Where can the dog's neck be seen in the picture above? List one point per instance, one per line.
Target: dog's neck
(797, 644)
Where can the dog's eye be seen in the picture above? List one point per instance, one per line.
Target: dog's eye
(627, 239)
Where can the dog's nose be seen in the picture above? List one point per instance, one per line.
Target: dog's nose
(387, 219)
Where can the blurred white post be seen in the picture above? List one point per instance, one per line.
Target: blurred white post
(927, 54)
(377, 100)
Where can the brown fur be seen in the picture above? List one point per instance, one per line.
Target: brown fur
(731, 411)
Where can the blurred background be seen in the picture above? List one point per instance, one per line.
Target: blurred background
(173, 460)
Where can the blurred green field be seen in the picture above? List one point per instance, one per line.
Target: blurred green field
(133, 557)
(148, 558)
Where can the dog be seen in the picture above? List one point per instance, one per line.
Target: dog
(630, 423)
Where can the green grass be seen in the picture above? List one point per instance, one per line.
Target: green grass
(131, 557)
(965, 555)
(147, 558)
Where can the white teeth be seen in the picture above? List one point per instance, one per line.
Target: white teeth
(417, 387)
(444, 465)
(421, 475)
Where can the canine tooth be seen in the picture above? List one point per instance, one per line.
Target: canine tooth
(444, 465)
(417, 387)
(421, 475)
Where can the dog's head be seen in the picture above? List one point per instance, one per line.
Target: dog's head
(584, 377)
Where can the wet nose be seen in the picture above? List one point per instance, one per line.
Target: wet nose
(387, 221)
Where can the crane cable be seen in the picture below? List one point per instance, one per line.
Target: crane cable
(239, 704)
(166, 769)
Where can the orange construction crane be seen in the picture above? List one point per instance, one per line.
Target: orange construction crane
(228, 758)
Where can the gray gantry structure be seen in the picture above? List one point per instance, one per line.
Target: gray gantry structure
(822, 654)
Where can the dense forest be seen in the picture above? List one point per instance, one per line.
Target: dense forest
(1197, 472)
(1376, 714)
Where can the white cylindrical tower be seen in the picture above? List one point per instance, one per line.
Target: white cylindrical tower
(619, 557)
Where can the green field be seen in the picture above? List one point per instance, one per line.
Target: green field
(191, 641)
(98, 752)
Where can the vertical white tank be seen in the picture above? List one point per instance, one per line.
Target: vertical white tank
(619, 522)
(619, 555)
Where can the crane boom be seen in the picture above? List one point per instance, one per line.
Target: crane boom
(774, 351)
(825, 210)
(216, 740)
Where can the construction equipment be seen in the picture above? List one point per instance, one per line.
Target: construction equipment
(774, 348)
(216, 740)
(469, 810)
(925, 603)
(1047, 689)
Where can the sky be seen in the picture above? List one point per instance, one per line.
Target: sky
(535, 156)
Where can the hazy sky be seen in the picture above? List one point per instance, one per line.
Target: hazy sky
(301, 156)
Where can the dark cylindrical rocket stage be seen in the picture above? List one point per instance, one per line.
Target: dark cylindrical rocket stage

EXERCISE AIM: Every line of the material must be returned exactly as it appears.

FULL ANSWER:
Where can the dog's neck be seen in the picture above? List one point per instance, one per line.
Target: dog's neck
(797, 644)
Where can the dog's eye be seen in the picture above? List one point per instance, one per line.
Target: dog's eye
(627, 239)
Where can the dog's nose be seen in the picture above? List one point per instance, one per line.
Target: dog's nose
(387, 219)
Where can the blurred white post be seen in the picture above? List one point per instance, one per line.
Target: blurred white post
(927, 54)
(377, 100)
Where can the brown fur be seen in the picture above? List one point per instance, one per line.
Target: brown fur
(731, 411)
Where can the blurred background be seen in the picture above? List one point per instance, one per line.
Target: blurred background
(173, 460)
Where can the blurred green field be seen in the picture above? List one point per instance, one per line.
Target: blurred green field
(133, 557)
(148, 558)
Where can the dog be seen in the picture above? List one point per instance, one per line.
Target: dog
(630, 423)
Where can the green grass be seen in the picture above? List one point per instance, one per line.
Target: green grass
(131, 557)
(965, 555)
(147, 558)
Where can the white teeth be seen in the picture above? List one point per instance, one per line.
Target: white teeth
(417, 387)
(444, 465)
(421, 475)
Where can the canine tooth be seen in the picture above? List one point per instance, one per line.
Target: canine tooth
(444, 465)
(417, 387)
(421, 475)
Where can the dog's head be seen in the picture above? List one point per instance, one per line.
Target: dog's head
(584, 377)
Where can the wet nose be seen in the picture above? List one point per instance, one per line.
Target: wet nose
(387, 221)
Where can the crane cable be seen in the picture below? List one point per instance, one per line.
Target: crane cable
(239, 704)
(166, 769)
Where can the orange construction crane be seen in the picture above? List one point per instance, one per line.
Target: orange construction crane
(228, 758)
Where can the gray gantry structure be seen in the picture above? List one point per instance, one per line.
Target: gray gantry structure
(822, 654)
Where can the dense forest be seen in the picture above? List one point per instance, one per line.
Target: dense forest
(1197, 472)
(1376, 714)
Where can the white cylindrical tower be seen in the picture above? List one point per instance, one per line.
Target: white cylindrical tower
(619, 557)
Where can the green field be seen in the picture above? List one point per instance, one per line.
Target: green field
(191, 641)
(98, 752)
Where can the vertical white tank be seen in the picture above? List one point per instance, one per line.
Target: vertical white tank
(619, 522)
(619, 555)
Where can the crane boom be seen in the picture above? List one point per instance, one per line.
Target: crane boom
(774, 351)
(825, 210)
(216, 740)
Where can the construction equipment be seen in the picture above? List one point per instance, one per line.
Target: construction equipment
(774, 348)
(216, 740)
(469, 810)
(925, 603)
(1047, 689)
Where can the sky be seen in the picture above? List one point per instance, one per line.
Target: sky
(535, 156)
Where can the hazy sky be seen in the picture above? List one point per instance, one per line.
Target: hazy sky
(301, 156)
Where can the dark cylindrical rocket stage be seen in the picture above? List one point per instance, one per line.
Target: dark cylindrical rocket stage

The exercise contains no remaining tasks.